Source excerpt:
-- start --
Skip to content

CA Certificates

This guide covers how to configure custom Certificate Authority (CA) certificates for your self-hosted DataChain Studio instance. This is necessary when your organization uses internal CAs or when connecting to services with custom certificates.

Overview

DataChain Studio may need to trust custom CA certificates in several scenarios:

  • Internal Git Servers: Self-hosted GitLab, GitHub Enterprise with custom certificates
  • Storage Services: S3-compatible storage with custom certificates
  • Corporate Proxies: HTTPS proxies with internal certificates
  • Database Connections: PostgreSQL/Redis with SSL using custom CAs

Configuration Methods

Kubernetes/Helm Deployment

Method 1: ConfigMap with Certificate Files

  1. Create a ConfigMap with your CA certificates:
kubectl create configmap custom-ca-certs \
  --namespace datachain-studio \
  --from-file=ca1.crt=/path/to/your/ca1.crt \
  --from-file=ca2.crt=/path/to/your/ca2.crt
  1. Configure Helm values to mount the certificates:
# values.yaml
global:
  customCaCerts:
    enabled: true
    configMapName: custom-ca-certs

# Alternative: Inline certificates
global:
  customCaCerts:
    certificates:
      - name: "internal-ca"
        certificate: |
          -----BEGIN CERTIFICATE-----
          MIIDXTCCAkWgAwIBAgIJAKoK/heBjcOuMA0GCSqGSIb3DQEBBQUAMEUxCzAJBgNV
          BAYTAkFVMRMwEQYDVQQIDApTb21lLVN0YXRlMSEwHwYDVQQKDBhJbnRlcm5ldCBX
          ... (certificate content) ...
          -----END CERTIFICATE-----
      - name: "corporate-ca"
-- end --
Stored data:
-- start --
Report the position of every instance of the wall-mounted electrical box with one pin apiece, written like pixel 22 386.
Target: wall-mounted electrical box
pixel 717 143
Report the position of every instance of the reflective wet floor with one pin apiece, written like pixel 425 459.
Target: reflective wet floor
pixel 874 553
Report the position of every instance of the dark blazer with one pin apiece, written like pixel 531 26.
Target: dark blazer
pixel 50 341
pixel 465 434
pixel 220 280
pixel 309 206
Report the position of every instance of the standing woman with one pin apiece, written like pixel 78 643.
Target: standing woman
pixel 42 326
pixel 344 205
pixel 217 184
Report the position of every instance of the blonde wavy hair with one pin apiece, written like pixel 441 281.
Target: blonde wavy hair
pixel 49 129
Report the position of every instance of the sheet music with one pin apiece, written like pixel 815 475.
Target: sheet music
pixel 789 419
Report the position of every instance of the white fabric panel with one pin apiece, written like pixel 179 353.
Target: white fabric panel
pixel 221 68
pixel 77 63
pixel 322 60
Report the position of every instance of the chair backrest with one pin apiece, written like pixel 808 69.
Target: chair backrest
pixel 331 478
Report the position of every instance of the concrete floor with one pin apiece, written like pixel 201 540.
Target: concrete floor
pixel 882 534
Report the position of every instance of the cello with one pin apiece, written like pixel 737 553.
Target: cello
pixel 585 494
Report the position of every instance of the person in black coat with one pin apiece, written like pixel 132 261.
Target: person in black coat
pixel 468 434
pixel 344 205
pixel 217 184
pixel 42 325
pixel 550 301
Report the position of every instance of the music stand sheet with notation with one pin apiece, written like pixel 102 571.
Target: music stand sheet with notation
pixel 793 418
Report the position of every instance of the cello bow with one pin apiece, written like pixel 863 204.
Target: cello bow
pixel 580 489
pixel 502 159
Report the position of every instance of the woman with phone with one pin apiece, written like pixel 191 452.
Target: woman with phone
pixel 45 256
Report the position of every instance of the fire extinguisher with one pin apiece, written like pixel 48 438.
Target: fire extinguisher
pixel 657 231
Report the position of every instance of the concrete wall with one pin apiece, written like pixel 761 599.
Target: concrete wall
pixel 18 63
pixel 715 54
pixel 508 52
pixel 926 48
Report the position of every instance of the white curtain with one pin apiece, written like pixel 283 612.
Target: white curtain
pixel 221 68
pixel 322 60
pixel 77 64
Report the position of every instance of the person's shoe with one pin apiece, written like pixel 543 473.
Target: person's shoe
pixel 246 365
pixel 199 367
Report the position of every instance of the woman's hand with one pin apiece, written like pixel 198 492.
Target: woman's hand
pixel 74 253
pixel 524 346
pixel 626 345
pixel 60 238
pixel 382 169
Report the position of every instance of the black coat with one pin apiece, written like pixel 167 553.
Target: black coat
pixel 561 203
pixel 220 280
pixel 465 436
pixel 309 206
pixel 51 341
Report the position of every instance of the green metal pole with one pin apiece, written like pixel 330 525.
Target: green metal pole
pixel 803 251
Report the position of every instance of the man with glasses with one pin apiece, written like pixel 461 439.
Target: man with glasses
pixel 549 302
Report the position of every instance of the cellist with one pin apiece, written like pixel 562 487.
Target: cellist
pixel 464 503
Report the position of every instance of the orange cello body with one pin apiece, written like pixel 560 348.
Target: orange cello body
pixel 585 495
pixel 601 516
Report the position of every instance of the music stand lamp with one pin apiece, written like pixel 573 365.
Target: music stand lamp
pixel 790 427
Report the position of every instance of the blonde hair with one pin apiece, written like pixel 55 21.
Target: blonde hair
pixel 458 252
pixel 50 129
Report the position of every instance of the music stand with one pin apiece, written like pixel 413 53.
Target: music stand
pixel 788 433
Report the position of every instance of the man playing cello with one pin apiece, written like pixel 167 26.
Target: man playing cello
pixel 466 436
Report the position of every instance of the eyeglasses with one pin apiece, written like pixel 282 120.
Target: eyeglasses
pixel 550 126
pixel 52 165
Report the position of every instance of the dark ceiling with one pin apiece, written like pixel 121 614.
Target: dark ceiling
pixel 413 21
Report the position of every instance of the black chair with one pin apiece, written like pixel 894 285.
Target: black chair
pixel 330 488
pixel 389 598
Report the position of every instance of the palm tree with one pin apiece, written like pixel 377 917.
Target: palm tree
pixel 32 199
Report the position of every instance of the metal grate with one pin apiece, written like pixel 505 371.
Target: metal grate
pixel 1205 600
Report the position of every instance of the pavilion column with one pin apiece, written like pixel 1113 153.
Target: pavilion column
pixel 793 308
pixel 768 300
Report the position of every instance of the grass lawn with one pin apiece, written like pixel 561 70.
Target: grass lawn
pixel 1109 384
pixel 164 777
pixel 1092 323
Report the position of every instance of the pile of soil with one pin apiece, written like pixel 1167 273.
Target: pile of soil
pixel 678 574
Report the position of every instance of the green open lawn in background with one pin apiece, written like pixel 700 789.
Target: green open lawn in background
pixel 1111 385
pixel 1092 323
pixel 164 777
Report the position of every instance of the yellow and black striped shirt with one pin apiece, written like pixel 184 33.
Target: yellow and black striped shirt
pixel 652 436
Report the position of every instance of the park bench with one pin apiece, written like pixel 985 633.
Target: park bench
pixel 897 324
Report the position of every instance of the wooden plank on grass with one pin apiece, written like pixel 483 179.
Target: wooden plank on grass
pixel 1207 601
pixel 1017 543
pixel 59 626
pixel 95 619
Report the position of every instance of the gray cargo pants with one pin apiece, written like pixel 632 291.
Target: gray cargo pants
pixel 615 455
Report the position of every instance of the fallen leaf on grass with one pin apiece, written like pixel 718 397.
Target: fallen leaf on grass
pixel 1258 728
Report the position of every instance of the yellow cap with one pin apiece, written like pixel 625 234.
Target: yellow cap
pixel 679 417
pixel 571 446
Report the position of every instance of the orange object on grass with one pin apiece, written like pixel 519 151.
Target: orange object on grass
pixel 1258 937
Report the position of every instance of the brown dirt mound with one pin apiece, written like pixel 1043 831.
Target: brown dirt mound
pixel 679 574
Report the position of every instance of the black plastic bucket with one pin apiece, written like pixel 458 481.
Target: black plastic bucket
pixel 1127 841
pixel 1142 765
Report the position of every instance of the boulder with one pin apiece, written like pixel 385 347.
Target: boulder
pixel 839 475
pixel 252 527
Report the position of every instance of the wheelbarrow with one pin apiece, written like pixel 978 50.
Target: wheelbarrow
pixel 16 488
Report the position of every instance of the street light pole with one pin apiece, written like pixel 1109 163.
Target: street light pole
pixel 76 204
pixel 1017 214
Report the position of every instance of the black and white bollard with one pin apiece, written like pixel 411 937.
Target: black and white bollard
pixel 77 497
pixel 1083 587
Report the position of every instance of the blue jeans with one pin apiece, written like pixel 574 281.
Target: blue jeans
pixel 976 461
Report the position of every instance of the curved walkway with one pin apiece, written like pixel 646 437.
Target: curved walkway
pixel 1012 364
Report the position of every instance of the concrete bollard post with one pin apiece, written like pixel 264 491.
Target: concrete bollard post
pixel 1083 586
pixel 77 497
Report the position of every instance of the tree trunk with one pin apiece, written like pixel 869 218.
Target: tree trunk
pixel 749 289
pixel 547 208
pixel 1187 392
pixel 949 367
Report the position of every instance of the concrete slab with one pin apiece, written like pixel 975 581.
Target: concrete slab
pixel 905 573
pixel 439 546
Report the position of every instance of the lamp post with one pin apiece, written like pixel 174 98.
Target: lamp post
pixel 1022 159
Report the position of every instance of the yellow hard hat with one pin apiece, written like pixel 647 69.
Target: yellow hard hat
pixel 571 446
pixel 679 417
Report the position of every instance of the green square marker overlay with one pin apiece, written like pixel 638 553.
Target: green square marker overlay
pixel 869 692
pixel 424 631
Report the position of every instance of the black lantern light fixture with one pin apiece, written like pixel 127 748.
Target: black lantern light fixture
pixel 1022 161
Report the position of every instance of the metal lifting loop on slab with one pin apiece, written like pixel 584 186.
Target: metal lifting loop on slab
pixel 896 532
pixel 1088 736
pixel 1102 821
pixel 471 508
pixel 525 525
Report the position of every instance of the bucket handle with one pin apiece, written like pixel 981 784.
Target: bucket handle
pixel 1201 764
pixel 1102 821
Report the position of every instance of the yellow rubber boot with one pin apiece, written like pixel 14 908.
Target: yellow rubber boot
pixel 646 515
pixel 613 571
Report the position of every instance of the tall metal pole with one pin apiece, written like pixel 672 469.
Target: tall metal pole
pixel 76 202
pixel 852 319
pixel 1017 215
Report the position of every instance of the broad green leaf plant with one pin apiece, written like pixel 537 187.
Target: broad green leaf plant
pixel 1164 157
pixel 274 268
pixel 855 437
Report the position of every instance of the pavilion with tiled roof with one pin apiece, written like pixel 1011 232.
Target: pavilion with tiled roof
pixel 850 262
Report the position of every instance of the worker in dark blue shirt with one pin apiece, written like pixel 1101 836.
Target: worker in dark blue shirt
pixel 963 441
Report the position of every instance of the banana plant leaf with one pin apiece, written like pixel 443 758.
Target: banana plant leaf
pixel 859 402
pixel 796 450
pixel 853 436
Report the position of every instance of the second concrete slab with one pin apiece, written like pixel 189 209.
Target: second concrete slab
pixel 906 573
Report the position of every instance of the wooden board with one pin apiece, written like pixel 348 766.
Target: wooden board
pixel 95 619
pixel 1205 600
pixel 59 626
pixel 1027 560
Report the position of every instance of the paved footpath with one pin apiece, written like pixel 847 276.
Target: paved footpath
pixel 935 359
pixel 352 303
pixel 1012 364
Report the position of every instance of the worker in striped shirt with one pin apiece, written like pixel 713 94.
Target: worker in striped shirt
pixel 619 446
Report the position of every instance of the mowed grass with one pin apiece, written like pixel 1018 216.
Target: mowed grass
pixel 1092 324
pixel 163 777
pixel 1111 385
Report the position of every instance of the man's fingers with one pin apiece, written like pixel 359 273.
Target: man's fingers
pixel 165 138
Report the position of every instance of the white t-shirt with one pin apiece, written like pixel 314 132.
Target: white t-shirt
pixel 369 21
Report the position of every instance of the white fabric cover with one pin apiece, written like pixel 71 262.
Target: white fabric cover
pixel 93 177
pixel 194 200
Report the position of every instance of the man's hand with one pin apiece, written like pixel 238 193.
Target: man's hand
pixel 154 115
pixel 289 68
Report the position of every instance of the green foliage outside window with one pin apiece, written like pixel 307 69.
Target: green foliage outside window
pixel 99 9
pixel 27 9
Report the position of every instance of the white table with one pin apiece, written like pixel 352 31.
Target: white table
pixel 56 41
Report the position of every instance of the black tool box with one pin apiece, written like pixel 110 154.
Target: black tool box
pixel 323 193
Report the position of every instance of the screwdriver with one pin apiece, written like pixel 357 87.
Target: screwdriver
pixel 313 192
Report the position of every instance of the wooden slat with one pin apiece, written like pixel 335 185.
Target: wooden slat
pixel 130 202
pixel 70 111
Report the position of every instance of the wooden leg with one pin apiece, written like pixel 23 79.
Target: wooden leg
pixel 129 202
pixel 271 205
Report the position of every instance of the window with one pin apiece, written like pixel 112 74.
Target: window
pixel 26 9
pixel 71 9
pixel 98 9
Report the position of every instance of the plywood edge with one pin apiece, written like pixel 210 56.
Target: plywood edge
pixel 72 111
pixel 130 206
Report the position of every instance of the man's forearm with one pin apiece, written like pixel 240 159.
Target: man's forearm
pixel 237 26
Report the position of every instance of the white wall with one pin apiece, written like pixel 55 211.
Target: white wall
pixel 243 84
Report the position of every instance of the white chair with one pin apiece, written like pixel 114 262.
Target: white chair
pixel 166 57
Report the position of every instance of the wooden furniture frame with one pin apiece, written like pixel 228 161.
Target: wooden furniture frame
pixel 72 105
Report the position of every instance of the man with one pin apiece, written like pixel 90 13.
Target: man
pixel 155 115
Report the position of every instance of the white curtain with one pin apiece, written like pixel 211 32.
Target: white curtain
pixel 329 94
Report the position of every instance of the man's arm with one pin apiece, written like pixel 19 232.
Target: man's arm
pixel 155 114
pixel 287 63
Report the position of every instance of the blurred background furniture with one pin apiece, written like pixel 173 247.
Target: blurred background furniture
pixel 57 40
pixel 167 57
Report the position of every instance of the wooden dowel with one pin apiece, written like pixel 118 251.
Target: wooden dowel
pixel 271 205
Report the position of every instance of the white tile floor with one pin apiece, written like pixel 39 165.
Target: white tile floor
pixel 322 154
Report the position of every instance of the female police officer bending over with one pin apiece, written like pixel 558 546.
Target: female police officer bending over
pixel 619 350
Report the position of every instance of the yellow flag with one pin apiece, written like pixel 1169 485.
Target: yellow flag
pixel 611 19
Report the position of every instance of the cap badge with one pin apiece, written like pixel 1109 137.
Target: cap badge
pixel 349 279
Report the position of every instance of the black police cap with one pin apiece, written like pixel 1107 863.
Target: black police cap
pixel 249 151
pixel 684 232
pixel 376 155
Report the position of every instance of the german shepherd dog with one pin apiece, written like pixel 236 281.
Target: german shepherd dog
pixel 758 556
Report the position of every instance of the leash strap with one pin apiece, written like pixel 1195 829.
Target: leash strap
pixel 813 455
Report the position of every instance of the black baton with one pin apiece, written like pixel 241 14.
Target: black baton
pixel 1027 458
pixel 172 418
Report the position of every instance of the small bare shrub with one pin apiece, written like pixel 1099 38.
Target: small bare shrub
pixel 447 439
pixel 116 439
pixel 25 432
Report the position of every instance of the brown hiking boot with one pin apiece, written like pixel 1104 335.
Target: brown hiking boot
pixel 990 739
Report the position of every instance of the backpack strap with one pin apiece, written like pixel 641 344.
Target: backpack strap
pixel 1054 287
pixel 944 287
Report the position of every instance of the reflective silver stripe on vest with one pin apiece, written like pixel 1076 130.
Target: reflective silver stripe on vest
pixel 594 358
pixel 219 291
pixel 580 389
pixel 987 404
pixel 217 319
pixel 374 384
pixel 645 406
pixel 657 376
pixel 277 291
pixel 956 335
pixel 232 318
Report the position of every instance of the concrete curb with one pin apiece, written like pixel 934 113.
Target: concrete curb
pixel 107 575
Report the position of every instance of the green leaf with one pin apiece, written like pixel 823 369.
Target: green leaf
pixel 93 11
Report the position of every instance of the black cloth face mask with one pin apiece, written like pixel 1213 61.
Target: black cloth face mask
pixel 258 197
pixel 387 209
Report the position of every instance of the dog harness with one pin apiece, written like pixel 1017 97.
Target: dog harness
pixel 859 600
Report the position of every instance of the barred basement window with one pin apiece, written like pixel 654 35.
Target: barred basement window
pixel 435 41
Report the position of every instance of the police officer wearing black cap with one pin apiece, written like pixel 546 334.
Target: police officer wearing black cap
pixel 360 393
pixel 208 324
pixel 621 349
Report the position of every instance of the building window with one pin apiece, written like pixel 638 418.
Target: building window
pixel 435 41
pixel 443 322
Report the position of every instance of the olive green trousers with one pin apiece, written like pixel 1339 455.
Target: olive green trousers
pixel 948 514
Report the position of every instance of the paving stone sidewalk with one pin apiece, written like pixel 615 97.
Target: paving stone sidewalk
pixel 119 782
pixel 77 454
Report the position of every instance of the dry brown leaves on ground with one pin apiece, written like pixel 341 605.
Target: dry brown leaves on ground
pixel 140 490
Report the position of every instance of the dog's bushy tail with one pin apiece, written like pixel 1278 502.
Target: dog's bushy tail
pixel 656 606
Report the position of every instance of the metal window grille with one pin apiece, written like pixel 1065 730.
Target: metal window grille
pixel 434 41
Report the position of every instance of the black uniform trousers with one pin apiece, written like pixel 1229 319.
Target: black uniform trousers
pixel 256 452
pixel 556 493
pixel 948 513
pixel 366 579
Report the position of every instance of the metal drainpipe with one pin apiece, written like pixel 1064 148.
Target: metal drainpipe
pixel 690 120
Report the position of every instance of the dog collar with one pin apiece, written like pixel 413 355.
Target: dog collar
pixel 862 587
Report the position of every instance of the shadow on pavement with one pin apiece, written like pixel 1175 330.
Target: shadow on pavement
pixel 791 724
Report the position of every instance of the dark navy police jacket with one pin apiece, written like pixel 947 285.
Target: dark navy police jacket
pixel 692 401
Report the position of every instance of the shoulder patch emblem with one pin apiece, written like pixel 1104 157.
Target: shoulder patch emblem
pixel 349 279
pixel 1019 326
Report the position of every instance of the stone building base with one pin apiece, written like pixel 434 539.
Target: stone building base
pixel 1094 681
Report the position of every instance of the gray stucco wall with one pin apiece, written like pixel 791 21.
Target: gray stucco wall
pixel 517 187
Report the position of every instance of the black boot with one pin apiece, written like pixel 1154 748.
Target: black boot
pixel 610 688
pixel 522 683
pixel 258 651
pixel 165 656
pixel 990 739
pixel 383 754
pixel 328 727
-- end --
Description of the task: From the CA certificates guide above, reproduce word for word the passage that opens with the words containing "# Alternative: Inline" and closes with "(certificate content) ...".

Full solution:
# Alternative: Inline certificates
global:
  customCaCerts:
    certificates:
      - name: "internal-ca"
        certificate: |
          -----BEGIN CERTIFICATE-----
          MIIDXTCCAkWgAwIBAgIJAKoK/heBjcOuMA0GCSqGSIb3DQEBBQUAMEUxCzAJBgNV
          BAYTAkFVMRMwEQYDVQQIDApTb21lLVN0YXRlMSEwHwYDVQQKDBhJbnRlcm5ldCBX
          ... (certificate content) ...